INPUT RECORDS: Begin

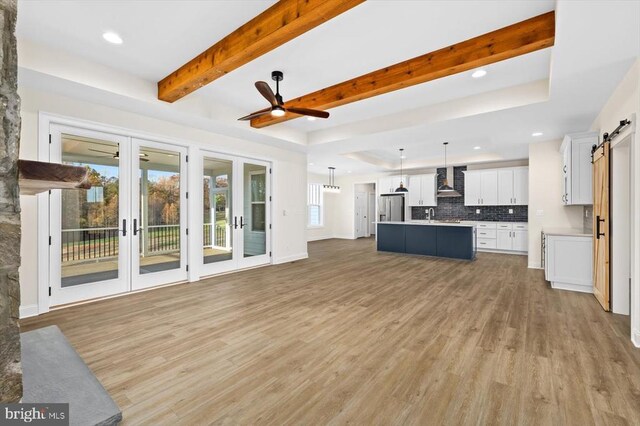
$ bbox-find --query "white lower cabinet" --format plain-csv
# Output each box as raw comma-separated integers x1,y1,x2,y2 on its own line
544,233,592,293
475,222,528,254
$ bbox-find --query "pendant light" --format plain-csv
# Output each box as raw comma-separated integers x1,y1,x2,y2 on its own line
395,148,408,192
437,142,462,197
323,166,340,193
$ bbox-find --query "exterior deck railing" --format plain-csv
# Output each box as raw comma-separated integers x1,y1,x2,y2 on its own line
62,223,228,262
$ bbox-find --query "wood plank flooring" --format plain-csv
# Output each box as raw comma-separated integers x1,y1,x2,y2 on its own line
21,238,640,425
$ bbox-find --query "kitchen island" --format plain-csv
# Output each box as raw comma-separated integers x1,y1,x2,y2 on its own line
377,221,477,260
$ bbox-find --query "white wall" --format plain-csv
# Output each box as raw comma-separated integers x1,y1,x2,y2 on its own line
590,58,640,347
527,139,584,268
18,86,308,313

INPUT RECORDS: End

HOW TO COMPLETE THIS TASK
Without including any pictures, output all the entries above exactly.

TASK RESPONSE
$ bbox-find --query "white lower cabinet" --format plain-csv
# Output each box as raw comma-separated integers x1,y1,x2,y2 on its own line
544,233,592,293
475,222,528,254
$ bbox-find --query "pendant light" --format plain-csv
# Output each box as raw comma-separated integers x1,y1,x2,y2 on its own line
395,148,408,192
437,142,462,197
323,166,340,193
$ bbox-find --query "exterior deck railing" --format plain-csv
# Output each box as raw comma-separated integers x1,y1,x2,y2 on its own line
62,223,228,262
$ bbox-find --query "wood plank flooring" --format plain-csv
# Output each box as raw comma-separated integers x1,y1,x2,y2 on its own line
21,238,640,425
$ bbox-find --query "kitchen island" --format plain-csv
# Output each box as raw comma-separated integers x1,y1,x2,y2 on its own line
377,221,477,260
$ bbox-find --query "white wall" --format plain-csv
# Output each box as raw comma-separated integers x1,y1,x2,y2 on its own line
590,58,640,347
527,139,584,268
18,86,308,313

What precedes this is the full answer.